§ DIRECTIVE:
Present the stretch of the listing from the line containing "Whereabouts in this scan can the water" through the line containing "[753,485,957,679]" as a Markdown table with the columns Row and Line. Number each line and leave out blank lines.

§ MATERIAL TO PROCESS:
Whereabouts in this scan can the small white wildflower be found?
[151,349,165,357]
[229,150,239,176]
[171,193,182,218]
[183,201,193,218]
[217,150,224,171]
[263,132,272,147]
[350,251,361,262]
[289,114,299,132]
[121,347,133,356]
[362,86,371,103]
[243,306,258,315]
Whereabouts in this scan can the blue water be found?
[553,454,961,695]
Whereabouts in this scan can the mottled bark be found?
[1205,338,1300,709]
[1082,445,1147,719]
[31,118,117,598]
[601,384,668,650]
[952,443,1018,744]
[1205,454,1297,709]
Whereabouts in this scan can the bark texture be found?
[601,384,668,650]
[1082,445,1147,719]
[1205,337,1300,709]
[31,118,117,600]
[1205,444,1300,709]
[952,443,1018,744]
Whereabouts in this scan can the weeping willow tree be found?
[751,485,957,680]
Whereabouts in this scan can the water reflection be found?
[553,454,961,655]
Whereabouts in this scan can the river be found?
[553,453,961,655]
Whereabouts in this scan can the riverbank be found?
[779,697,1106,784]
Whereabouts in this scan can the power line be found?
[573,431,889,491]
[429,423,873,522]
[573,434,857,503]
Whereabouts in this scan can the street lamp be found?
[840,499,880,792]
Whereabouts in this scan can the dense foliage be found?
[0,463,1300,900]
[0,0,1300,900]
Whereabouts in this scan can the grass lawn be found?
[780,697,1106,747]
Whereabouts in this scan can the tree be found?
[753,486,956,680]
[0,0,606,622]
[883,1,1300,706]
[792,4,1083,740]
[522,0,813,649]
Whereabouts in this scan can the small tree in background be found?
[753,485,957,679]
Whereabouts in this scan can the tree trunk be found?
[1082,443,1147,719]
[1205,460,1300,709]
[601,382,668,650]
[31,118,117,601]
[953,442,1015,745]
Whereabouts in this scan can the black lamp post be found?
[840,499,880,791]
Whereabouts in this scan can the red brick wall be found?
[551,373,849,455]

§ RESULT BELOW:
| Row | Line |
|---|---|
| 1 | Whereabouts in this scan can the water reflection be found? |
| 2 | [553,454,961,655] |
| 3 | Whereabouts in this scan can the river be found? |
| 4 | [553,453,961,655] |
| 5 | Whereabouts in this scan can the riverbank be found? |
| 6 | [779,697,1106,784] |
| 7 | Whereabouts in this scan can the power line be found? |
| 8 | [573,431,889,491] |
| 9 | [429,423,873,522] |
| 10 | [573,434,857,503] |
| 11 | Whereabouts in this scan can the street lamp be found? |
| 12 | [840,499,880,792] |
| 13 | Whereabouts in this scan can the dense foliage be found? |
| 14 | [0,463,1300,900] |
| 15 | [0,0,1300,900] |
| 16 | Whereabouts in this scan can the grass lawn be found? |
| 17 | [780,697,1106,747] |
| 18 | Whereabouts in this scan can the tree be found? |
| 19 | [753,486,956,680] |
| 20 | [0,0,606,622] |
| 21 | [883,1,1300,706] |
| 22 | [792,4,1083,740] |
| 23 | [522,0,813,649] |
| 24 | Whereabouts in this scan can the small tree in background be found? |
| 25 | [753,485,957,679] |